Raw data
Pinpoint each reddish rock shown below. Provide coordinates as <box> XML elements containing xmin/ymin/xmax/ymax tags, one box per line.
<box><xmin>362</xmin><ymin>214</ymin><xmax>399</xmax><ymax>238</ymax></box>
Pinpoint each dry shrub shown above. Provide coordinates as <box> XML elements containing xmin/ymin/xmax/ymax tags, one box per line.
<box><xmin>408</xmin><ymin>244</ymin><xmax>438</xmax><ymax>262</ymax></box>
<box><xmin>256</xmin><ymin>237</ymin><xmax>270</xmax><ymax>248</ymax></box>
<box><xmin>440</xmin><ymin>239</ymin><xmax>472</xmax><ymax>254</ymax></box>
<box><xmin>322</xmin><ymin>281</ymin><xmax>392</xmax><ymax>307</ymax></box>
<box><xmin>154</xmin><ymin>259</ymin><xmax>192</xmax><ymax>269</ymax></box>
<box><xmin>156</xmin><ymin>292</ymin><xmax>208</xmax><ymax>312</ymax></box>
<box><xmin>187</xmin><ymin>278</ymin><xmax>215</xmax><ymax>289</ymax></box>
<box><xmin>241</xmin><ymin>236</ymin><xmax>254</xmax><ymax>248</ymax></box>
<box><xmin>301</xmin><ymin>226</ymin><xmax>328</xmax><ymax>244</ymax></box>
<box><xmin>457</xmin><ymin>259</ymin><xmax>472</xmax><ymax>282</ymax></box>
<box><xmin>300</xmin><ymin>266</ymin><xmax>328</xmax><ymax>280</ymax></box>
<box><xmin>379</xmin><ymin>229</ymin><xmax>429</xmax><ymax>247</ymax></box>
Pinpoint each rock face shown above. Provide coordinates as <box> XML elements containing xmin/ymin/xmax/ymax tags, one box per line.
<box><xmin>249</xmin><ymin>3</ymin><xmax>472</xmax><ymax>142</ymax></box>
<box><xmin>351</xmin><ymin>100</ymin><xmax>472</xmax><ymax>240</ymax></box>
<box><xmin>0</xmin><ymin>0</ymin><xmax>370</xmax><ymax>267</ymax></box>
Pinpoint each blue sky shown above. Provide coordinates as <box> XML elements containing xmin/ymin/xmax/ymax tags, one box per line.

Written exercise: Can you rewrite all of the data above as a numbered list, leaving out any blank lines?

The result:
1. Pinpoint each reddish rock shown below. Provide coordinates as <box> XML elements containing xmin/ymin/xmax/ymax tags, one box per line.
2. <box><xmin>362</xmin><ymin>214</ymin><xmax>399</xmax><ymax>238</ymax></box>
3. Pinpoint each dry shrub shown above. Provide coordinates as <box> XML elements containing xmin/ymin/xmax/ymax tags, one box per line.
4. <box><xmin>408</xmin><ymin>244</ymin><xmax>438</xmax><ymax>262</ymax></box>
5. <box><xmin>256</xmin><ymin>237</ymin><xmax>270</xmax><ymax>248</ymax></box>
6. <box><xmin>440</xmin><ymin>239</ymin><xmax>472</xmax><ymax>254</ymax></box>
7. <box><xmin>322</xmin><ymin>281</ymin><xmax>392</xmax><ymax>307</ymax></box>
8. <box><xmin>154</xmin><ymin>259</ymin><xmax>192</xmax><ymax>269</ymax></box>
9. <box><xmin>156</xmin><ymin>292</ymin><xmax>208</xmax><ymax>312</ymax></box>
10. <box><xmin>187</xmin><ymin>278</ymin><xmax>215</xmax><ymax>289</ymax></box>
11. <box><xmin>241</xmin><ymin>236</ymin><xmax>254</xmax><ymax>248</ymax></box>
12. <box><xmin>301</xmin><ymin>226</ymin><xmax>328</xmax><ymax>244</ymax></box>
13. <box><xmin>457</xmin><ymin>259</ymin><xmax>472</xmax><ymax>282</ymax></box>
14. <box><xmin>300</xmin><ymin>266</ymin><xmax>328</xmax><ymax>280</ymax></box>
15. <box><xmin>379</xmin><ymin>229</ymin><xmax>429</xmax><ymax>247</ymax></box>
16. Pinpoint each rock face shown above. Provide coordinates as <box> XML elements containing xmin/ymin/xmax/ymax tags, one box per line.
17. <box><xmin>249</xmin><ymin>3</ymin><xmax>472</xmax><ymax>142</ymax></box>
18. <box><xmin>351</xmin><ymin>100</ymin><xmax>472</xmax><ymax>240</ymax></box>
19. <box><xmin>0</xmin><ymin>0</ymin><xmax>370</xmax><ymax>267</ymax></box>
20. Pinpoint each blue sky shown above. Provide coordinates as <box> XML elements containing xmin/ymin/xmax/ymax tags, one box per line.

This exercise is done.